* **Document**
I don't have it in my possession. Do you think its real or fake???


----------



## dijkstra (Jul 30, 2018)

looks real


----------



## rolexbrand (Sep 23, 2018)

This Hublot looks Real


----------



## StufflerMike (Mar 23, 2010)

Thank you for answering a question posted in May 2018. Hope it will help the OP to make a decision.



rolexbrand said:


> This Hublot looks Real


----------



## wjhoffmann (Aug 30, 2010)

Well I've got one as well. My parents cam across this watch while cleaning out a rental condo. The condo was leased to a professional base ball player, so it has the potential to be real, but I think it is fake because of the screw design. The pictures are horrible because my elderly parents have trouble figuring out how to take pictures with their i-phone. Any opinions appreciated.


----------



## murokello (Aug 3, 2012)

wjhoffmann said:


> Well I've got one as well. My parents cam across this watch while cleaning out a rental condo. The condo was leased to a professional base ball player, so it has the potential to be real, but I think it is fake because of the screw design. The pictures are horrible because my elderly parents have trouble figuring out how to take pictures with their i-phone. Any opinions appreciated.
> View attachment 13532401
> View attachment 13532403
> View attachment 13532405
> ...


Pure garbage.


----------



## Londongirl (Sep 30, 2018)

* **Set tasks**
1. Reproduce the part of the Hublot thread from "## rolexbrand (Sep" to "make a decision.".
2. In the Hublot thread, who had leased the rental condo where the watch was found?
3. Can you continue the Hublot thread from where it stops?

* **Data section**

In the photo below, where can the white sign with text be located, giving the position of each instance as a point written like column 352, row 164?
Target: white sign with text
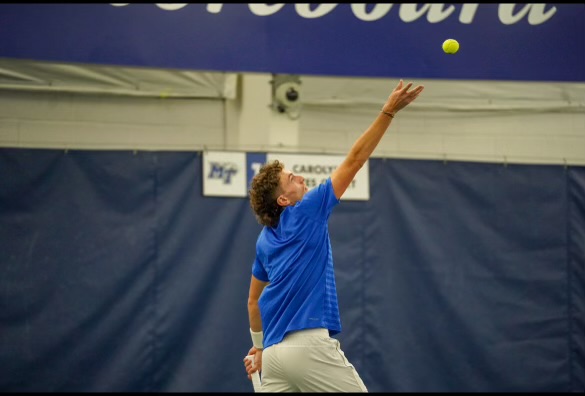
column 224, row 174
column 317, row 168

* **Written responses**
1.
## rolexbrand (Sep 23, 2018)

This Hublot looks Real


----------



## StufflerMike (Mar 23, 2010)

Thank you for answering a question posted in May 2018. Hope it will help the OP to make a decision.

2. A professional baseball player.

3.
wjhoffmann said:


> Well I've got one as well. My parents cam across this watch while cleaning out a rental condo. The condo was leased to a professional base ball player, so it has the potential to be real, but I think it is fake because of the screw design. The pictures are horrible because my elderly parents have trouble figuring out how to take pictures with their i-phone. Any opinions appreciated.
> View attachment 13532401
> View attachment 13532403
> View attachment 13532405
> ...


I'm much more interested in why your parents hesitated in returning the watch to the tenant, irrespective of its value.


----------



## wjhoffmann (Aug 30, 2010)

Because the condo was completely trashed... Over $40K in damages. Have reached out to the individual several times, but no response.


Londongirl said:


> I'm much more interested in why your parents hesitated in returning the watch to the tenant, irrespective of its value.


----------



## jtf8751 (Oct 8, 2015)

Looks real, but hublot.is one of the biggest fakes out there, be careful.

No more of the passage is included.